**Directions:**
In the records below, find the line with "point: the text" and the line with "point: the car roof, center"; return exactly those lines and every line between them.

==========

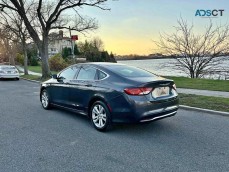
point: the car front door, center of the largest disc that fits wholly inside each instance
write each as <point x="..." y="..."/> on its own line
<point x="83" y="88"/>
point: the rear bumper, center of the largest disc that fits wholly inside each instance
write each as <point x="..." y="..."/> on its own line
<point x="142" y="110"/>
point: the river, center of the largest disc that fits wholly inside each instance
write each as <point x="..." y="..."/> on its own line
<point x="163" y="67"/>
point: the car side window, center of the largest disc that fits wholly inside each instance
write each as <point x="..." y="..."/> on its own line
<point x="87" y="73"/>
<point x="69" y="73"/>
<point x="101" y="75"/>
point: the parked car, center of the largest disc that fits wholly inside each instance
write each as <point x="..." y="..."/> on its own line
<point x="7" y="71"/>
<point x="111" y="93"/>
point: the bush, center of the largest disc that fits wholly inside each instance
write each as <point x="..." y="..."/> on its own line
<point x="33" y="61"/>
<point x="57" y="63"/>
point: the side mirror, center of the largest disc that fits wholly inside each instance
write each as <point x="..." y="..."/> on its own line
<point x="54" y="76"/>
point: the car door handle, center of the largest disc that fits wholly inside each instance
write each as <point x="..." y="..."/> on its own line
<point x="88" y="85"/>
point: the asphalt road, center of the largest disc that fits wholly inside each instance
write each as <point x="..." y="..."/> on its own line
<point x="34" y="139"/>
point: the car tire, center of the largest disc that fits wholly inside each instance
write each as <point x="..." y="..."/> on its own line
<point x="100" y="116"/>
<point x="45" y="99"/>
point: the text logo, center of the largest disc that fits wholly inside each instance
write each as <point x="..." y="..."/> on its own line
<point x="209" y="13"/>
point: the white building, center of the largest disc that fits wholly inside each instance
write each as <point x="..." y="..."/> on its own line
<point x="58" y="42"/>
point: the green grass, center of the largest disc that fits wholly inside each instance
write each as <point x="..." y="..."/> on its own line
<point x="206" y="102"/>
<point x="32" y="77"/>
<point x="201" y="84"/>
<point x="38" y="69"/>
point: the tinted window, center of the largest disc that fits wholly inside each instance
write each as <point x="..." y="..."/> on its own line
<point x="8" y="67"/>
<point x="87" y="73"/>
<point x="69" y="73"/>
<point x="101" y="75"/>
<point x="128" y="71"/>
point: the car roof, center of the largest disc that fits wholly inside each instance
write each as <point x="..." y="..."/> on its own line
<point x="6" y="66"/>
<point x="102" y="64"/>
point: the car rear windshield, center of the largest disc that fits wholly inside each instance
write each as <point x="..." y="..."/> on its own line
<point x="7" y="67"/>
<point x="128" y="71"/>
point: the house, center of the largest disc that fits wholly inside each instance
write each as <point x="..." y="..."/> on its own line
<point x="57" y="42"/>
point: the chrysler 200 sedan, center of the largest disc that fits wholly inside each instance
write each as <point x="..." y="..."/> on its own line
<point x="8" y="72"/>
<point x="111" y="93"/>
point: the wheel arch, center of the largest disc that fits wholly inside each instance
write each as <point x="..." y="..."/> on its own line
<point x="95" y="99"/>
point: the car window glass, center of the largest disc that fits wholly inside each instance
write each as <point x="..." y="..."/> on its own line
<point x="86" y="73"/>
<point x="101" y="75"/>
<point x="128" y="71"/>
<point x="69" y="73"/>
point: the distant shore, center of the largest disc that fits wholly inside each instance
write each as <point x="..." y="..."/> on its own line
<point x="143" y="58"/>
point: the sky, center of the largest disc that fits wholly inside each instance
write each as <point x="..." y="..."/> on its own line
<point x="131" y="26"/>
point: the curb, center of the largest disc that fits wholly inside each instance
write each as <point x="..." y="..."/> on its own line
<point x="30" y="80"/>
<point x="213" y="112"/>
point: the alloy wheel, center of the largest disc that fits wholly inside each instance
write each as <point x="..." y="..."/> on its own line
<point x="45" y="99"/>
<point x="99" y="116"/>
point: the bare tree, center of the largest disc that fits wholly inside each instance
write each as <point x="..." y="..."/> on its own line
<point x="49" y="15"/>
<point x="196" y="54"/>
<point x="15" y="24"/>
<point x="9" y="45"/>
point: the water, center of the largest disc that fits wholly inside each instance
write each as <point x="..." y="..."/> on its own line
<point x="163" y="67"/>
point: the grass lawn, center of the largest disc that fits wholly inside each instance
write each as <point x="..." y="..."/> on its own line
<point x="201" y="84"/>
<point x="206" y="102"/>
<point x="37" y="69"/>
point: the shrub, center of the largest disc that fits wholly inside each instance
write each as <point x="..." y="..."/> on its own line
<point x="33" y="61"/>
<point x="57" y="63"/>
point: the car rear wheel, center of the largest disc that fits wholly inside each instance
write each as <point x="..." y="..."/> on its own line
<point x="100" y="116"/>
<point x="45" y="101"/>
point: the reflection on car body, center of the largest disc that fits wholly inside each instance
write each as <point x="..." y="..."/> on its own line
<point x="111" y="93"/>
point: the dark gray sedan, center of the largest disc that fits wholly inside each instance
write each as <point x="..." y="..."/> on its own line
<point x="111" y="93"/>
<point x="8" y="72"/>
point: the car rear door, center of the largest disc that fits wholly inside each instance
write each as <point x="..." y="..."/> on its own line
<point x="60" y="90"/>
<point x="83" y="88"/>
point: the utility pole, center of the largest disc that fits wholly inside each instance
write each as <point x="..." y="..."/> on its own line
<point x="72" y="42"/>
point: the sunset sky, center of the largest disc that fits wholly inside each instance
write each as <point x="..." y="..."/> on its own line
<point x="131" y="25"/>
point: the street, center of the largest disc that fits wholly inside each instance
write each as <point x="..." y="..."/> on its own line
<point x="34" y="139"/>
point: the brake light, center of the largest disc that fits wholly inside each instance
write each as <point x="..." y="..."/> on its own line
<point x="138" y="91"/>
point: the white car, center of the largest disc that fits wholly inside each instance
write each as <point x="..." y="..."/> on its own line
<point x="7" y="71"/>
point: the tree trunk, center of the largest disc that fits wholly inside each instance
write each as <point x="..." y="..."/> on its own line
<point x="44" y="56"/>
<point x="25" y="58"/>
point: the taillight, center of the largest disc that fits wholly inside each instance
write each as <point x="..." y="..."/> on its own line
<point x="138" y="91"/>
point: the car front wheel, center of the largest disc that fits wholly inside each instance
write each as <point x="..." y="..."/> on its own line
<point x="45" y="100"/>
<point x="100" y="116"/>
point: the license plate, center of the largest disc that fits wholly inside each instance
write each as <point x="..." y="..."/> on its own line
<point x="160" y="92"/>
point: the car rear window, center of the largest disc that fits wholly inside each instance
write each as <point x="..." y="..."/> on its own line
<point x="8" y="67"/>
<point x="128" y="71"/>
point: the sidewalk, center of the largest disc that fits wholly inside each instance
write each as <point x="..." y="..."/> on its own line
<point x="204" y="92"/>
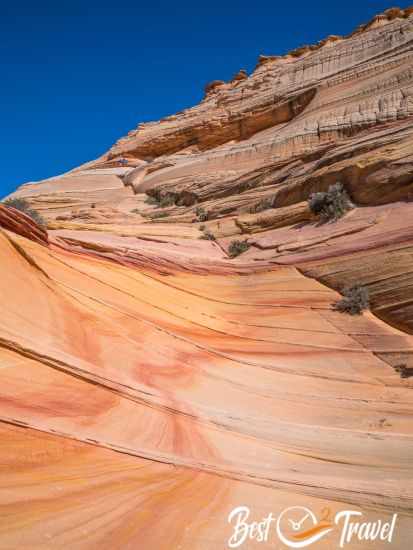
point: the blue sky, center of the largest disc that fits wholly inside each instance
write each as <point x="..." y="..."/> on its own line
<point x="77" y="75"/>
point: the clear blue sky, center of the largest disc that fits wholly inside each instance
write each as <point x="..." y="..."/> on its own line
<point x="76" y="75"/>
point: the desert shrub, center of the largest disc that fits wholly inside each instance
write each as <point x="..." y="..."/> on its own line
<point x="237" y="247"/>
<point x="355" y="300"/>
<point x="152" y="200"/>
<point x="201" y="214"/>
<point x="24" y="206"/>
<point x="167" y="200"/>
<point x="263" y="204"/>
<point x="156" y="215"/>
<point x="404" y="370"/>
<point x="330" y="205"/>
<point x="208" y="235"/>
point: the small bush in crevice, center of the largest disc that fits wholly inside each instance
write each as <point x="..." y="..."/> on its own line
<point x="24" y="206"/>
<point x="152" y="200"/>
<point x="330" y="205"/>
<point x="355" y="300"/>
<point x="404" y="370"/>
<point x="156" y="215"/>
<point x="167" y="200"/>
<point x="263" y="204"/>
<point x="237" y="247"/>
<point x="208" y="235"/>
<point x="201" y="214"/>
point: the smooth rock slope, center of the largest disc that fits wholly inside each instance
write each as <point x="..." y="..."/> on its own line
<point x="150" y="383"/>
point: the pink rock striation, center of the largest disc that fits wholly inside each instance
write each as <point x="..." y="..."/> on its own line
<point x="149" y="382"/>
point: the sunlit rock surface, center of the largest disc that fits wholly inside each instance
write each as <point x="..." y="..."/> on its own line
<point x="150" y="383"/>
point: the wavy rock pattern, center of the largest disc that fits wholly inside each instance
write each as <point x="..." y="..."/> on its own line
<point x="149" y="383"/>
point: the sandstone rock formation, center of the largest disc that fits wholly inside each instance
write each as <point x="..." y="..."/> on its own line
<point x="150" y="383"/>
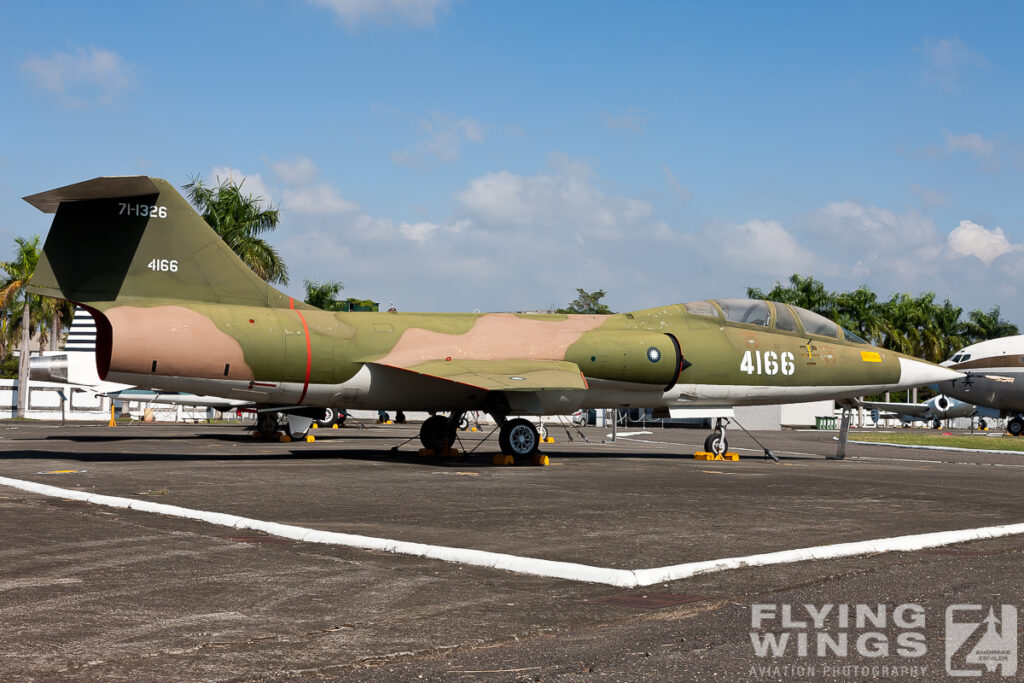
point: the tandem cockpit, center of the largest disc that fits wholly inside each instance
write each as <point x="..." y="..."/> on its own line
<point x="772" y="315"/>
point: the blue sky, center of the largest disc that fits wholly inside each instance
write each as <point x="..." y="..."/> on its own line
<point x="464" y="155"/>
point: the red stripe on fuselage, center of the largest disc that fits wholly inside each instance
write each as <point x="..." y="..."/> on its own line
<point x="309" y="349"/>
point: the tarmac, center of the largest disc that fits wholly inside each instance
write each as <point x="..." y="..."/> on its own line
<point x="90" y="592"/>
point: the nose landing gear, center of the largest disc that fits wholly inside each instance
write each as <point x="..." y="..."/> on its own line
<point x="716" y="442"/>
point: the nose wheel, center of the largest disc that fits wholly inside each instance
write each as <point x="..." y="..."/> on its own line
<point x="716" y="441"/>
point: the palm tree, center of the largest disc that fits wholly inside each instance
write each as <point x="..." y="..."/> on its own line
<point x="54" y="315"/>
<point x="981" y="326"/>
<point x="19" y="273"/>
<point x="324" y="295"/>
<point x="859" y="311"/>
<point x="240" y="219"/>
<point x="802" y="291"/>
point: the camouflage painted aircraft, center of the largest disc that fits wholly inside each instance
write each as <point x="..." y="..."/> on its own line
<point x="176" y="309"/>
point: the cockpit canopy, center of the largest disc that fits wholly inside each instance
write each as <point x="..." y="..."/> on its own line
<point x="771" y="314"/>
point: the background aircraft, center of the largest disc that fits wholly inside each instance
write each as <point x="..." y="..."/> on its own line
<point x="934" y="410"/>
<point x="993" y="377"/>
<point x="176" y="309"/>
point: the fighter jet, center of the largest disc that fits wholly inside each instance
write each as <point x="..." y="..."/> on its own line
<point x="76" y="366"/>
<point x="934" y="410"/>
<point x="994" y="378"/>
<point x="176" y="309"/>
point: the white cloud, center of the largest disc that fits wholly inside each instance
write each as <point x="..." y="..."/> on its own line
<point x="971" y="142"/>
<point x="299" y="171"/>
<point x="762" y="247"/>
<point x="250" y="184"/>
<point x="423" y="231"/>
<point x="851" y="223"/>
<point x="414" y="12"/>
<point x="946" y="59"/>
<point x="441" y="136"/>
<point x="970" y="239"/>
<point x="88" y="76"/>
<point x="322" y="199"/>
<point x="567" y="202"/>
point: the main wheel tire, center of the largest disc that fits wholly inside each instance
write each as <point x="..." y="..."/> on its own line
<point x="435" y="434"/>
<point x="266" y="423"/>
<point x="715" y="441"/>
<point x="296" y="435"/>
<point x="519" y="437"/>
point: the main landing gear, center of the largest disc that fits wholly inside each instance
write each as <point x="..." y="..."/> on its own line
<point x="518" y="437"/>
<point x="438" y="432"/>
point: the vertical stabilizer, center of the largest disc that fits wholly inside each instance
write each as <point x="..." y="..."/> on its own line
<point x="135" y="240"/>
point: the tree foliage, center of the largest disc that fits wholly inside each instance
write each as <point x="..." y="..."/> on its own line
<point x="18" y="273"/>
<point x="325" y="297"/>
<point x="587" y="302"/>
<point x="919" y="326"/>
<point x="240" y="219"/>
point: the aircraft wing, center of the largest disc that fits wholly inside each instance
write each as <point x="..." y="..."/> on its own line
<point x="505" y="375"/>
<point x="910" y="410"/>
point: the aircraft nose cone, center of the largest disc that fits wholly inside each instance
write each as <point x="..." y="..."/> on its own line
<point x="916" y="373"/>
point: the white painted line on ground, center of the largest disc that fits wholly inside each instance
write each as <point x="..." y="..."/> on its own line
<point x="529" y="565"/>
<point x="935" y="447"/>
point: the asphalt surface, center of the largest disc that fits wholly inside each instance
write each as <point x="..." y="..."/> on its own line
<point x="95" y="593"/>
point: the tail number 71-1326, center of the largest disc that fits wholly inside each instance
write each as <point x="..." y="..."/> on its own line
<point x="767" y="363"/>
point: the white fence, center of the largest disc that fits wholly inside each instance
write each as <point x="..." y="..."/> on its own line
<point x="48" y="400"/>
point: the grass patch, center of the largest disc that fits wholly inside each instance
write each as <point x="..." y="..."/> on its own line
<point x="979" y="442"/>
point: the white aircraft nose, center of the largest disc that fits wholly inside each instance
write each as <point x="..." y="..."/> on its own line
<point x="916" y="373"/>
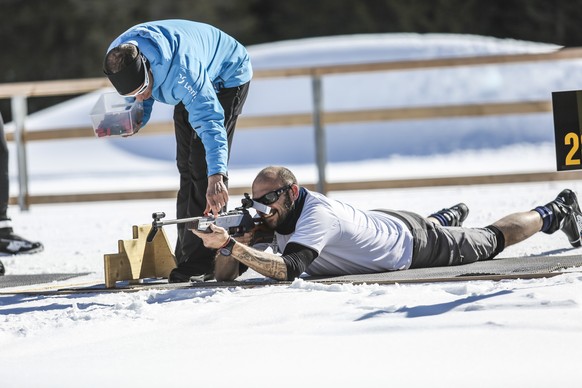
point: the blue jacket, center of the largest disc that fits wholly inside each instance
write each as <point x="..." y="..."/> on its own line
<point x="190" y="62"/>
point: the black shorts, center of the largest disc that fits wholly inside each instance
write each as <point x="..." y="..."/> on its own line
<point x="438" y="246"/>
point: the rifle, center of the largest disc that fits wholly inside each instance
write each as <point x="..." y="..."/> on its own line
<point x="237" y="222"/>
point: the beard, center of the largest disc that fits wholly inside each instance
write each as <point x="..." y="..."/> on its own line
<point x="283" y="214"/>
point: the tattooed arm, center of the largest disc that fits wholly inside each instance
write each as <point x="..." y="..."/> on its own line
<point x="226" y="267"/>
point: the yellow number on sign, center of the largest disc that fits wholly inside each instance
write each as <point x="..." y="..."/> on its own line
<point x="572" y="139"/>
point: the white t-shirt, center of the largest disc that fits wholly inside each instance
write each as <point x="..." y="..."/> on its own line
<point x="348" y="240"/>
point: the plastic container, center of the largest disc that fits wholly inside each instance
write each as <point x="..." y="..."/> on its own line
<point x="116" y="115"/>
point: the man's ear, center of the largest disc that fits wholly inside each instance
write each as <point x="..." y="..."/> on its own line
<point x="295" y="191"/>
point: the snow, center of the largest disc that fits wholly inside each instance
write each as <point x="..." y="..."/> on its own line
<point x="479" y="333"/>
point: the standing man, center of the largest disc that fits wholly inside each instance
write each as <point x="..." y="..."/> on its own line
<point x="322" y="237"/>
<point x="10" y="243"/>
<point x="205" y="73"/>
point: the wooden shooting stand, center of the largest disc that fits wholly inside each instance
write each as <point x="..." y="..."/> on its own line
<point x="139" y="259"/>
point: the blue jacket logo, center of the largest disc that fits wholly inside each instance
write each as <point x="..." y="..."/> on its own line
<point x="189" y="88"/>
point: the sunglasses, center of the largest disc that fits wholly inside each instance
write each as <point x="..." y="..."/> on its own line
<point x="146" y="81"/>
<point x="272" y="196"/>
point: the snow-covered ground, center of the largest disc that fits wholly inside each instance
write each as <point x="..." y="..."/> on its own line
<point x="515" y="333"/>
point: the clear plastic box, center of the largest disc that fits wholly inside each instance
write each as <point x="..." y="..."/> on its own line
<point x="116" y="115"/>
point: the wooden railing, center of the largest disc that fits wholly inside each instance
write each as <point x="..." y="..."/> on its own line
<point x="19" y="92"/>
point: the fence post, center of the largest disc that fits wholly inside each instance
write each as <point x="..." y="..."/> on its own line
<point x="320" y="147"/>
<point x="19" y="112"/>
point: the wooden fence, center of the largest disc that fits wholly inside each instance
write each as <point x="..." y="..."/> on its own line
<point x="19" y="92"/>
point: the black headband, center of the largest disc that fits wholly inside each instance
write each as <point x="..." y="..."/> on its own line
<point x="130" y="77"/>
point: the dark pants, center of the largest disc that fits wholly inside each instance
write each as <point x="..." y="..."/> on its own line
<point x="438" y="246"/>
<point x="192" y="256"/>
<point x="4" y="188"/>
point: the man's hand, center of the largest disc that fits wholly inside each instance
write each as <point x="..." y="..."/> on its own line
<point x="216" y="195"/>
<point x="215" y="239"/>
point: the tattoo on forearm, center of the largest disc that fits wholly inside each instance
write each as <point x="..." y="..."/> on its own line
<point x="266" y="264"/>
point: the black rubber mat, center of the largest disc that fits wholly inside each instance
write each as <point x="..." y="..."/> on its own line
<point x="501" y="267"/>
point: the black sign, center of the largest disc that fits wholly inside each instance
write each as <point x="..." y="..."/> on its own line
<point x="567" y="108"/>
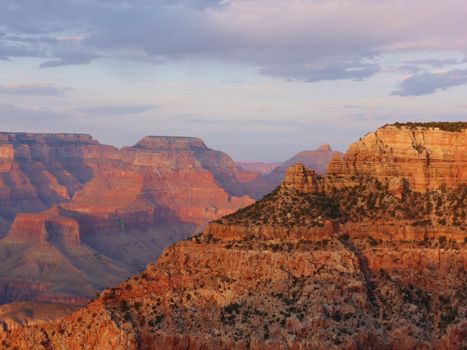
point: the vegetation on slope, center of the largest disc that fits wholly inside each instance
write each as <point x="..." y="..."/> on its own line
<point x="367" y="199"/>
<point x="446" y="126"/>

==========

**Solved problem:**
point: the text logo, center of the largest disc that fits wholly inside each instance
write each as <point x="..." y="..."/> on its own line
<point x="209" y="13"/>
point: the white building, center of the largest disc that fits wholly inside each instance
write each as <point x="..." y="..."/> on its own line
<point x="58" y="42"/>
point: the green grass, center of the largest disc that fits wholly inside each instance
write each as <point x="..." y="..."/> on its own line
<point x="206" y="102"/>
<point x="32" y="77"/>
<point x="201" y="84"/>
<point x="38" y="69"/>
point: the tinted window, center of the largest disc that fits wholly inside each instance
write each as <point x="..." y="..."/> on its own line
<point x="8" y="67"/>
<point x="87" y="73"/>
<point x="69" y="73"/>
<point x="101" y="75"/>
<point x="128" y="71"/>
point: the car roof, center of the largest disc that fits wholly inside each instance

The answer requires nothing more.